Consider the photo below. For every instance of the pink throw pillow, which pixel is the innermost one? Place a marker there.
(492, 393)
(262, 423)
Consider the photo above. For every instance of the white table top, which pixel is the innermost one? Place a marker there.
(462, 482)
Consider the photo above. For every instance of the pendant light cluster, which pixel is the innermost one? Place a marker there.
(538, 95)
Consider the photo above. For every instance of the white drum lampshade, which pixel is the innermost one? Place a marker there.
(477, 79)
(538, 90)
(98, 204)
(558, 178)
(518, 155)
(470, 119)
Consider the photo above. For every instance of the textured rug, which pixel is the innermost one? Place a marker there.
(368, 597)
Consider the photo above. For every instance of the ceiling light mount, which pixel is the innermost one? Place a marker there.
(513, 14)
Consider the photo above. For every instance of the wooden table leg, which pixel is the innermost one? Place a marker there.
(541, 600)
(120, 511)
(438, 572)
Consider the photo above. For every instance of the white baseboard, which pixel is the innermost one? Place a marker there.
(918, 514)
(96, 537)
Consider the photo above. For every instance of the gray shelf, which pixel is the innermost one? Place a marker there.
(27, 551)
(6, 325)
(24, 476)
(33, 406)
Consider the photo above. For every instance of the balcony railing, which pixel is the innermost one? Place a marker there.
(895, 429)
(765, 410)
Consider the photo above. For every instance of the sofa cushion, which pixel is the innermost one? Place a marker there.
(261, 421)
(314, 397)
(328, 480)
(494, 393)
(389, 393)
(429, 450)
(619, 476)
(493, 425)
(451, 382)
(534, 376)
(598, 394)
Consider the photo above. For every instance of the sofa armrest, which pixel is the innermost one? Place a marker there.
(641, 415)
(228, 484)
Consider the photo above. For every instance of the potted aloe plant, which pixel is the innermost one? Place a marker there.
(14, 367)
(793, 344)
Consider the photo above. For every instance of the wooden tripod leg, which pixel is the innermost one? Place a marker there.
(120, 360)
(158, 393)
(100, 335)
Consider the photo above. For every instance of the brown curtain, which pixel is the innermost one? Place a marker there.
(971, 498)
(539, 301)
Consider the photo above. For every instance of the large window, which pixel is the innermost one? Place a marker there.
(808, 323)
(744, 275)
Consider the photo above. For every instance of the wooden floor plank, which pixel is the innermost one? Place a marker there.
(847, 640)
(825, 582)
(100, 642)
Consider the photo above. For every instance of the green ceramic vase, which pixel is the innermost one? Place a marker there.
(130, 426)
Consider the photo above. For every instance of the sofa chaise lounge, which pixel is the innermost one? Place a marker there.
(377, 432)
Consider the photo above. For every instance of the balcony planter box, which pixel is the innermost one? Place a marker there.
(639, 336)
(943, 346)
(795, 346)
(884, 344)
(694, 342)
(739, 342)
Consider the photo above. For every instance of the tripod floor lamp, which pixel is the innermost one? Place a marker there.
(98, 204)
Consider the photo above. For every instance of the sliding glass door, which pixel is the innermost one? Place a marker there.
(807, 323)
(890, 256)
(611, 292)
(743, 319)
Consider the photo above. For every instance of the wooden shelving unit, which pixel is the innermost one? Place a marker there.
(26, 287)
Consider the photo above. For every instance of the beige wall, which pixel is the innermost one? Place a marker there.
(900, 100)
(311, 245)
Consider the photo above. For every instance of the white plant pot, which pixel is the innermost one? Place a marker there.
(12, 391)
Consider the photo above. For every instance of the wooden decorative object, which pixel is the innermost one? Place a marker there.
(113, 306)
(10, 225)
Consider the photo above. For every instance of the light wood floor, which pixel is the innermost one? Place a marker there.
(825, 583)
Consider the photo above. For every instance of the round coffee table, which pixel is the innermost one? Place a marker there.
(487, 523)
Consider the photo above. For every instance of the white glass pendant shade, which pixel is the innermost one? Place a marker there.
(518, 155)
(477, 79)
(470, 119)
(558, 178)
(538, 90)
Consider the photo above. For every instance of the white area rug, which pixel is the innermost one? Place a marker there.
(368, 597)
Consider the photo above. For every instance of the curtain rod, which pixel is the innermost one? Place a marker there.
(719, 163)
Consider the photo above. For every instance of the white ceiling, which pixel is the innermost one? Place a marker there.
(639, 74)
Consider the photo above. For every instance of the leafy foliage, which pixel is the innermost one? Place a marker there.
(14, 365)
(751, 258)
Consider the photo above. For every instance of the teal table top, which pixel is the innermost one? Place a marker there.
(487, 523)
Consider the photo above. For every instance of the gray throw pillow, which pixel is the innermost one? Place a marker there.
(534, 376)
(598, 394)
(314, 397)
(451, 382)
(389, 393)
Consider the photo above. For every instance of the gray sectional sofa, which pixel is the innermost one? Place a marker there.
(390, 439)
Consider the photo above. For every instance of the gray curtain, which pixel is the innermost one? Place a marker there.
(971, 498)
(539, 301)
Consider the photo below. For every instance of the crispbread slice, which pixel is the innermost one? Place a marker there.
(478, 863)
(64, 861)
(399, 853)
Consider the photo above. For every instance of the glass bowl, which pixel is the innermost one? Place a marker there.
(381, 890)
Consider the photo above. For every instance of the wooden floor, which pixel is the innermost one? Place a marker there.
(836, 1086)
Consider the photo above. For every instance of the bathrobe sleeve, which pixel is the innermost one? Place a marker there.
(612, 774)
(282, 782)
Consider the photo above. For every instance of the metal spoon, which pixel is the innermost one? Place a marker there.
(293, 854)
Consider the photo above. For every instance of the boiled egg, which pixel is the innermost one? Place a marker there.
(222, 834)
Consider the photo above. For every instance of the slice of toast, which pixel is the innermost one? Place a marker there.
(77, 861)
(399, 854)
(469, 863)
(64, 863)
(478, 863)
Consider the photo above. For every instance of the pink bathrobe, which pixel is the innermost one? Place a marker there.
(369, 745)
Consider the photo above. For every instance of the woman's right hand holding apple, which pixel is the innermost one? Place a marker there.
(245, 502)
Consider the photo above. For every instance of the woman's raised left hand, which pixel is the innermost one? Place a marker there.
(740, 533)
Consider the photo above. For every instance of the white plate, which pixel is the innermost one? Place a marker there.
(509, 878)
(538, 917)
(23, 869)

▬▬▬▬▬▬▬▬▬▬

▶ [Task to complete] All of the records above are to be returned exactly as they stand.

▶ [Task solution]
Consider the photo below. For every instance of the pink throw pillow, which pixel is the innermost one? Place a marker there.
(492, 393)
(262, 423)
Consider the photo above. For every instance of the white table top, which pixel is the innermost one? Place a marker there.
(462, 482)
Consider the photo above. For every instance of the pendant light cluster, which pixel is the innermost one? Place a marker there.
(538, 95)
Consider the photo above. For every instance of the white drum lampshade, which pixel is the innermost one? Place a marker there.
(477, 79)
(538, 90)
(98, 204)
(558, 178)
(518, 155)
(470, 119)
Consider the photo above. For every instance of the textured rug, which pixel is the innermost one? Place a marker there.
(368, 597)
Consider the photo above. For every instance of the ceiling light mount, which pixel is the innermost one? Place a marker there.
(513, 14)
Consider the photo above. For every instance of the wooden table leg, which pixel is the innermost one? Place a marker there.
(541, 600)
(120, 511)
(438, 572)
Consider the photo above. For every instance of the white baseboard, which pixel is the innermost one? Place a marker there.
(918, 514)
(96, 537)
Consider the photo above. For every instance of the gray shelf, which pixel is the innermost one? Place a marker there.
(27, 551)
(6, 325)
(24, 476)
(33, 406)
Consider the photo above. For every instance of the balcony railing, which pixel is the innermost one? Place a marker there.
(895, 429)
(765, 410)
Consider the photo above. For every instance of the sofa cushion, which pixel is the innermost one? Place a marker there.
(261, 421)
(314, 397)
(328, 480)
(494, 393)
(389, 393)
(429, 450)
(619, 476)
(493, 425)
(451, 382)
(534, 376)
(598, 394)
Consider the photo above. For every instance of the sofa armrest, which pixel is the innermost one? Place a marker there.
(641, 415)
(228, 484)
Consider the photo above. For every instance of the potted aloe plant, which pixel is the innermost one? Place a marker there.
(14, 367)
(793, 344)
Consider the photo above. For every instance of the wooden tripod leg, which pixel is the innermost one? Place a marker there.
(120, 360)
(158, 393)
(100, 335)
Consider the photo above. For every instance of the brown curtain, which pixel is the innermost one? Place a marker there.
(971, 498)
(539, 301)
Consider the photo above. For every instance of the large window, which pixel is the innermost one? Place a marker there.
(808, 323)
(744, 275)
Consider the photo above. For every instance of the wooden floor plank, which pixel is the innermost one? Place a marker there.
(847, 640)
(825, 582)
(100, 642)
Consider the photo above. For every instance of the green ceramic vase, which pixel is the innermost one? Place a marker there.
(130, 426)
Consider the photo above. For every instance of the sofa chaise lounge, which pixel is the innermost one? Place a marker there.
(377, 432)
Consider the photo above. For every instance of the balcony planter box, which pixel is the innermost one? Place a marker there.
(639, 336)
(943, 346)
(795, 346)
(884, 344)
(694, 342)
(739, 342)
Consider the photo above. For every instance of the tripod floor lamp, which pixel is the innermost one? Place a marker there.
(98, 204)
Consider the photo above. For every instance of the sliding glass door, which pixel is the innermost one? Place a marker there.
(807, 323)
(890, 256)
(611, 292)
(743, 319)
Consider the photo above. For every instance of the wooden shelving unit, which pixel is the innermost one? Place a marker there.
(26, 287)
Consider the photo above. For every instance of the beige wall, which pixel is the innermost one? Place a marker there.
(900, 100)
(311, 245)
Consider the photo above. For every instance of the white plant pot, which pixel is the innermost one? Place a marker there.
(12, 391)
Consider the photo above. For every instance of the wooden decorative object, which pixel is the innermost one? Place a marker there.
(113, 306)
(10, 225)
Consider the photo above. For every instance of the light wood floor, which pixel is the innermost one? Place a marker there.
(825, 583)
Consider the photo above. For every instance of the round coffee table, which pixel is the innermost one? Place a marker there.
(487, 523)
Consider the photo above. For every instance of the white glass pendant shade, which pixel is the innermost one? Place a marker there.
(518, 155)
(477, 79)
(470, 119)
(558, 178)
(538, 90)
Consider the photo above. For every instance of the white area rug, which pixel is the innermost one? Place a marker there.
(368, 597)
Consider the photo above. For every instance of the curtain rod, which pixel is the innermost one? Place a marker there.
(719, 163)
Consider the photo above. For every instance of the white ceiling, which pixel is the innermost one? Place a marker there.
(639, 74)
Consider the photo above. For every instance of the leafy foliage, which pixel is the innermost one? Place a marker there.
(14, 365)
(751, 258)
Consider the photo above. For every instance of the teal table top, which pixel is the innermost one? Place a marker there.
(487, 523)
Consider the photo above. For every instance of the gray throw pillow, which pixel is the innermost one? Place a marker there.
(534, 376)
(598, 394)
(314, 397)
(451, 382)
(389, 393)
Consider the photo above. For every instance of the gray sectional sofa, which pixel is the innermost one? Place a marker there.
(390, 439)
Consider the photo above. For every instance of the gray curtain, which pixel is the innermost one? Place a marker there.
(971, 498)
(539, 301)
Consider the photo below. For every instance of the crispbread slice, which pixel is the innermost one? Place a marker there.
(478, 863)
(64, 861)
(399, 853)
Consider the photo above. For every instance of the glass bowl, which pixel is the innermost one? Place a marker there.
(381, 890)
Consider the photo above. For every instance of the wooden floor, which pixel is the innermost one? Place a marker there.
(836, 1086)
Consider the photo above. For every instance of the bathrobe sleeve, which pixel is the innermost one? Place a marker there.
(612, 774)
(282, 782)
Consider the photo above. For every instance of the metal spoon, which pixel is the innermost one? Place a marker there.
(293, 854)
Consider the photo above. For every instance of the boiled egg, which pixel is the innermost one? Place a marker there.
(222, 834)
Consider the photo above. For every instance of the slice of toast, which pixel is the innermost one? Place a marker there.
(77, 861)
(399, 854)
(469, 863)
(64, 863)
(478, 863)
Consider the photo above. For every instance of the pink bathrobe, which pixel is the innermost one? Place a marker there.
(369, 745)
Consider the photo above. For every instance of the woman's right hand holding apple, which pixel is the innermost one? Place a marker there.
(245, 502)
Consider the photo above. For every instance of the woman's raised left hand, which pixel is the innermost one? Place a marker there.
(740, 533)
Consider the photo above. For every instance of the white plate, which pixel is the innermost one? Place a marker there.
(509, 878)
(538, 917)
(23, 869)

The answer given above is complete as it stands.